What you have to do → Reproduce the climate-change passage word for word from "8. Natural gas" to "forever (cf. Venus).".

++++ Provided passage

7. "Adaptation" is not a solution by itself, and especially because we are consistently finding solutions that are outdated by the time they are implemented. Cf., again, Sandy and the proposed fixes.  Extremely rapid "mitigation" -- reduction in absolute terms of carbon emissions -- is the only thing that will avoid a situation worse than the one described in 1-4, and somewhere around 2035 the "business as usual" scenario cited in 5 and 6 above becomes the most likely outcome, if we continue as we are.

8. Natural gas (due to methods of production) yields very little mitigation.  Nuclear power is not feasible on a large scale in the next 20 years, and will have difficulties with sea rise and water temperature rise.  Use of all tar sands and oil shale will not only create a worse picture than the one I have painted for 2100, but will put us in serious danger of a "runaway greenhouse gas" effect that would end all life on Earth forever (cf. Venus). 

9. Under "business as usual", today's 0.1% decrease in world GNP growth per year due to climate change would reach the 2-3% level by about 2060, due especially to loss of food supply, but also to governmental coping with disaster.  From then on, the world's economy (including in developed countries) would decrease and the ability of the world to take action about climate change will also decrease. 

10.  There is one possible "magic bullet" (injection of sulfur in the air) via geoengineering, but it would have serious health side-effects and would need to be calibrated and escalated for the next 1000 years, at best.

I repeat, 1-4 is the minimum scenario and 5-10 the presently most likely scenario.  And by misrepresenting the science by casting things in terms of "very low risk of anything bad happening", Weitzman makes his economic analysis wrong and useless.

++++++++
++++ Dataset entries

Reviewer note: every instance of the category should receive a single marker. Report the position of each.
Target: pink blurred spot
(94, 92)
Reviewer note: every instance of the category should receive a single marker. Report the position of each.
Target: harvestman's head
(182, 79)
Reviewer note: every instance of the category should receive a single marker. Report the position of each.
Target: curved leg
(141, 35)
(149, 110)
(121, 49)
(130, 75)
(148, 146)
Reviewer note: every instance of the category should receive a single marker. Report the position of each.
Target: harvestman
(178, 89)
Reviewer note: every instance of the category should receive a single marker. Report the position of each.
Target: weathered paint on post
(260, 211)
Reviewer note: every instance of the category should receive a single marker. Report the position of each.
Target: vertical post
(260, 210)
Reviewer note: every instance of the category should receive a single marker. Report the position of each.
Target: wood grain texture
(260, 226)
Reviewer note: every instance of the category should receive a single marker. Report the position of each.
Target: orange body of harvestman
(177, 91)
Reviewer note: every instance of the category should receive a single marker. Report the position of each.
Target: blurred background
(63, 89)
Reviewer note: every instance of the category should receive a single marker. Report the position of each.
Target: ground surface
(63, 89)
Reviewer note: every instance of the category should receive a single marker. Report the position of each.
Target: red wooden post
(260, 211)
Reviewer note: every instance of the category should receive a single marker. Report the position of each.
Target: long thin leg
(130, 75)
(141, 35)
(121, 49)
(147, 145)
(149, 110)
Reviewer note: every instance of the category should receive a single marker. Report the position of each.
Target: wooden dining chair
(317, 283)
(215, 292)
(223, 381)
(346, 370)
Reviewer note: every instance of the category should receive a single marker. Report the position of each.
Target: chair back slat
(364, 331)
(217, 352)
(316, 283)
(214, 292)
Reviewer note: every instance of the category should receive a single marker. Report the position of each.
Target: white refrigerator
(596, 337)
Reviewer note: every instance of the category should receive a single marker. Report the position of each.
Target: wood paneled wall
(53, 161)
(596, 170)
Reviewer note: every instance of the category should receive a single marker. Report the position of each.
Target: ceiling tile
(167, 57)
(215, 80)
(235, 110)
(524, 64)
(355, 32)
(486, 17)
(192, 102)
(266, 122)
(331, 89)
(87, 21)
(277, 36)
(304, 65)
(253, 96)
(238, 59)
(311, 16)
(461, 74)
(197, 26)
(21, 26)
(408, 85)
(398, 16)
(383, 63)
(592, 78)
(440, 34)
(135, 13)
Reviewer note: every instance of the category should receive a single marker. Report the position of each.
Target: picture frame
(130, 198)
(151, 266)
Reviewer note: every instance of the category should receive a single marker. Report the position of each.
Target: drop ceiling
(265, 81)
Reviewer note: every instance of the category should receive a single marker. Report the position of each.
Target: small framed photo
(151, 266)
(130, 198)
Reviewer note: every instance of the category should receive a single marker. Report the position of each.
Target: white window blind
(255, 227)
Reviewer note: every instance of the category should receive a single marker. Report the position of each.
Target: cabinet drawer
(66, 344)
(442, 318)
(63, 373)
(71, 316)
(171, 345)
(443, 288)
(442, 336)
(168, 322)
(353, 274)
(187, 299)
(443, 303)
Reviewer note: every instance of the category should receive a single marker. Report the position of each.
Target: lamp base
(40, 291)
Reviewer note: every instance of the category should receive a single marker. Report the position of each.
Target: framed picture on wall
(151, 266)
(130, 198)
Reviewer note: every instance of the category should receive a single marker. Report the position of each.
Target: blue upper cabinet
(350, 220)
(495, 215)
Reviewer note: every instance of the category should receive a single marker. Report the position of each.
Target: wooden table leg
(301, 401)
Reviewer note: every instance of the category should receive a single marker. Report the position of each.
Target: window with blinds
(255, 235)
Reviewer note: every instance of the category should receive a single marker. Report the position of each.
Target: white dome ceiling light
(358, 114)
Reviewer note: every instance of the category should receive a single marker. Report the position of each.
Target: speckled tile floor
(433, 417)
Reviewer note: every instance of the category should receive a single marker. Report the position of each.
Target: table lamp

++++++++

Written answer →
8. Natural gas (due to methods of production) yields very little mitigation.  Nuclear power is not feasible on a large scale in the next 20 years, and will have difficulties with sea rise and water temperature rise.  Use of all tar sands and oil shale will not only create a worse picture than the one I have painted for 2100, but will put us in serious danger of a "runaway greenhouse gas" effect that would end all life on Earth forever (cf. Venus).